▶ **Stated exercise**
Make an exact copy of the records, dropping all pictures.

-- Start --

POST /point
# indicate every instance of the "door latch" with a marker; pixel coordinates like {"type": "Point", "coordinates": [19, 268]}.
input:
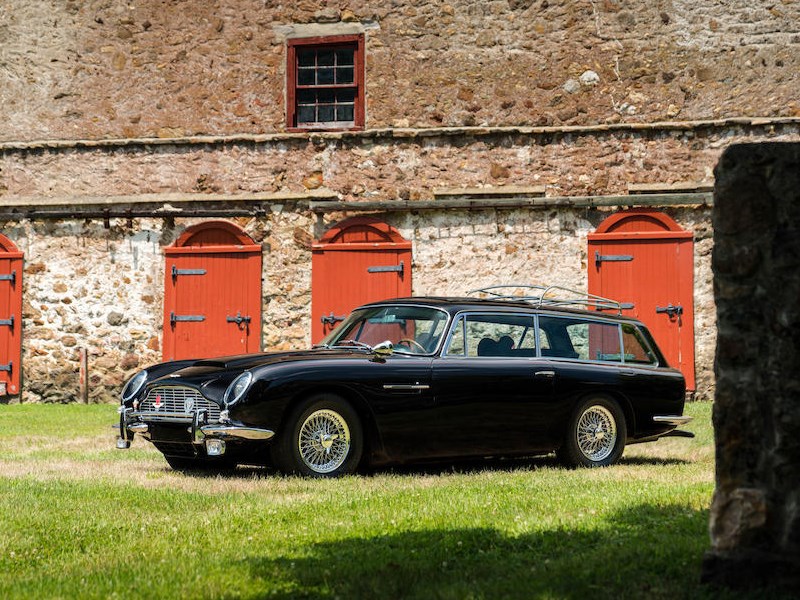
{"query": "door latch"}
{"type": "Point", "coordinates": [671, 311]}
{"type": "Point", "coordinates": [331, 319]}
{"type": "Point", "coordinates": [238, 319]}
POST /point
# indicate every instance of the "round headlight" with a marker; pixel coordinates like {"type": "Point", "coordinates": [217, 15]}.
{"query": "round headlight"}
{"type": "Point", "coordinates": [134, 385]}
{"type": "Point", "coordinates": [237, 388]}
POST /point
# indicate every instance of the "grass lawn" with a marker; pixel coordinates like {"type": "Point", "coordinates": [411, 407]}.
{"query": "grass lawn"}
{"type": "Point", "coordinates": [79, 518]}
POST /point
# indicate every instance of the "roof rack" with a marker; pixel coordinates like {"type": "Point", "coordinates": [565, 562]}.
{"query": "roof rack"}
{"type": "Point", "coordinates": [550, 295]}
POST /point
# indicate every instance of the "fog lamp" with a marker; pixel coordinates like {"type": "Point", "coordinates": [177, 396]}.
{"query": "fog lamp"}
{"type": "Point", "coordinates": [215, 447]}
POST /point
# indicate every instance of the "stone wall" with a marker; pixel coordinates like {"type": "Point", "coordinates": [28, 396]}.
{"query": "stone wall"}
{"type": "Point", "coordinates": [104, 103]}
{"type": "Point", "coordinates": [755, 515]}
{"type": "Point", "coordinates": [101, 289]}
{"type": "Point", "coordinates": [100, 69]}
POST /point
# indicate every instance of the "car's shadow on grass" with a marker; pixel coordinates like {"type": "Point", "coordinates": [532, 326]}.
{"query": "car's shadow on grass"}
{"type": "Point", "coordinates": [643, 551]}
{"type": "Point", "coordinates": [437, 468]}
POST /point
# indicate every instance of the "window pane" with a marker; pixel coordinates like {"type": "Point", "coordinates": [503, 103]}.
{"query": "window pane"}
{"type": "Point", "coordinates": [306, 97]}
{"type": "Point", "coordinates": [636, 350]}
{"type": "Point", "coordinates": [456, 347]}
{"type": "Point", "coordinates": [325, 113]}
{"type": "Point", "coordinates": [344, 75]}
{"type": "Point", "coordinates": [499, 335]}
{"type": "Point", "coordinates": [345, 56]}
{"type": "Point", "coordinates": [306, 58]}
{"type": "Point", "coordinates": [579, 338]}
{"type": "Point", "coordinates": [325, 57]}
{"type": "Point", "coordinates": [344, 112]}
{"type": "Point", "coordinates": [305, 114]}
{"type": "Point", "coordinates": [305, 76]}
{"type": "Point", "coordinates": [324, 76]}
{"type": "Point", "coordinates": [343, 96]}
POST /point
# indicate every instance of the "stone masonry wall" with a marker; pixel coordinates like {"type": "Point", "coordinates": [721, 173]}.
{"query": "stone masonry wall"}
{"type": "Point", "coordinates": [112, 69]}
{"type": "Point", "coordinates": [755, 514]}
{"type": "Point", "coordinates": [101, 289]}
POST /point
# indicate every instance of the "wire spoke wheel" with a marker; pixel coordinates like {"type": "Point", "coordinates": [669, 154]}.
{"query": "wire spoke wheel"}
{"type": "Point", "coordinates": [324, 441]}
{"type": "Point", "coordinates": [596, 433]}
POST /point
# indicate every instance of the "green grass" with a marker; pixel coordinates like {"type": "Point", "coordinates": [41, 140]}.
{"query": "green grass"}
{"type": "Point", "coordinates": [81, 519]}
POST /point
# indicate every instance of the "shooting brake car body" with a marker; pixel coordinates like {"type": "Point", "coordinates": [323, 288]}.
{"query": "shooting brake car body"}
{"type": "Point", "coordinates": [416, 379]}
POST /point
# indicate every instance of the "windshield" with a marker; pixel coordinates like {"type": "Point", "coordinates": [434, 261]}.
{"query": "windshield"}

-- End --

▶ **Answer for the task**
POST /point
# indicate every instance of the "door latch" with a marker; pixel coordinates like {"type": "Point", "coordinates": [19, 268]}.
input:
{"query": "door latch"}
{"type": "Point", "coordinates": [671, 311]}
{"type": "Point", "coordinates": [331, 319]}
{"type": "Point", "coordinates": [238, 319]}
POST /point
# indicate every instance of the "round headlight" with a marker; pixel coordinates like {"type": "Point", "coordinates": [217, 15]}.
{"query": "round headlight"}
{"type": "Point", "coordinates": [134, 385]}
{"type": "Point", "coordinates": [237, 388]}
POST /point
# indicate every instance of the "grass lawn" with a marker; pixel coordinates like {"type": "Point", "coordinates": [411, 407]}.
{"query": "grass lawn"}
{"type": "Point", "coordinates": [79, 518]}
POST /point
# indicate every instance of the "roof rack" with a marker; pixel coordinates like {"type": "Point", "coordinates": [565, 562]}.
{"query": "roof rack"}
{"type": "Point", "coordinates": [550, 295]}
POST /point
# indicate every instance of the "fog lamp" with a marker; pixel coordinates like {"type": "Point", "coordinates": [177, 396]}.
{"query": "fog lamp"}
{"type": "Point", "coordinates": [215, 447]}
POST /point
# indicate every instance of the "stone wall" with a marker; pixel coordinates like {"type": "Point", "coordinates": [28, 396]}.
{"query": "stone wall"}
{"type": "Point", "coordinates": [104, 103]}
{"type": "Point", "coordinates": [755, 515]}
{"type": "Point", "coordinates": [101, 289]}
{"type": "Point", "coordinates": [100, 69]}
POST /point
# indicate every instance of the "car's shadow on grass" with a marker; pixel coordinates like {"type": "Point", "coordinates": [532, 326]}.
{"query": "car's shadow on grass"}
{"type": "Point", "coordinates": [643, 551]}
{"type": "Point", "coordinates": [437, 468]}
POST /point
# indicate every instance of the "window pane" with a marker; pixel coordinates like {"type": "Point", "coordinates": [503, 103]}.
{"query": "window pane"}
{"type": "Point", "coordinates": [306, 97]}
{"type": "Point", "coordinates": [636, 350]}
{"type": "Point", "coordinates": [456, 347]}
{"type": "Point", "coordinates": [325, 113]}
{"type": "Point", "coordinates": [344, 75]}
{"type": "Point", "coordinates": [499, 335]}
{"type": "Point", "coordinates": [345, 56]}
{"type": "Point", "coordinates": [306, 58]}
{"type": "Point", "coordinates": [579, 338]}
{"type": "Point", "coordinates": [325, 57]}
{"type": "Point", "coordinates": [344, 112]}
{"type": "Point", "coordinates": [305, 114]}
{"type": "Point", "coordinates": [305, 76]}
{"type": "Point", "coordinates": [324, 76]}
{"type": "Point", "coordinates": [343, 96]}
POST /point
# indicate every instance of the "stone masonry wall" with a marker; pixel coordinates like {"type": "Point", "coordinates": [721, 173]}.
{"query": "stone masonry wall"}
{"type": "Point", "coordinates": [112, 69]}
{"type": "Point", "coordinates": [755, 514]}
{"type": "Point", "coordinates": [101, 289]}
POST /point
# indicate every instance of the "wire spoke wheel" with a marker; pixel coordinates like {"type": "Point", "coordinates": [669, 154]}.
{"query": "wire spoke wheel"}
{"type": "Point", "coordinates": [324, 441]}
{"type": "Point", "coordinates": [596, 433]}
POST /point
# indicate every instance of the "green grass" with a marker; pixel coordinates like {"type": "Point", "coordinates": [41, 140]}.
{"query": "green grass"}
{"type": "Point", "coordinates": [81, 519]}
POST /point
# indicate every instance of the "shooting brake car body" with a marker; pixel coordinates like {"type": "Point", "coordinates": [323, 288]}.
{"query": "shooting brake car body"}
{"type": "Point", "coordinates": [416, 379]}
POST /point
# indicate every instance of the "windshield" with a marker; pixel coordinates like {"type": "Point", "coordinates": [434, 261]}.
{"query": "windshield"}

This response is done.